■ Set exercise ■
Rewrite the records below as a JSON list of strings, with one string for each line and no blank lines. Leave out the pictures.

■ Input rows ■

* START *

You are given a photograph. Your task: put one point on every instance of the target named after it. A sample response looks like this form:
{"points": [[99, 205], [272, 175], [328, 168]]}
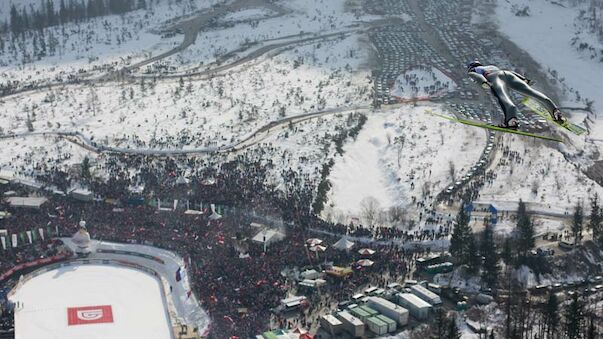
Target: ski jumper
{"points": [[500, 81]]}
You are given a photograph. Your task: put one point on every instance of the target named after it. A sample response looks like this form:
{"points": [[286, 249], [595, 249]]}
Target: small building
{"points": [[361, 314], [371, 311], [81, 194], [377, 326], [267, 237], [389, 309], [417, 307], [391, 324], [426, 295], [331, 324]]}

* END *

■ Solution for this problem ■
[
  "You are given a photograph. Your task: put one point on every instance of the target named after it. A sample response looks like this form:",
  "{\"points\": [[99, 205], [272, 175], [328, 168]]}",
  "Target: ski jumper",
  "{\"points\": [[500, 81]]}",
  "You are given a photograph. Your task: put one point on every instance of the target named after it. A sample response looks like this form:",
  "{\"points\": [[286, 249], [595, 249]]}",
  "Target: small building",
  "{\"points\": [[361, 314], [371, 311], [81, 194], [377, 326], [267, 237], [389, 309], [417, 307], [391, 324], [426, 295], [331, 324]]}"
]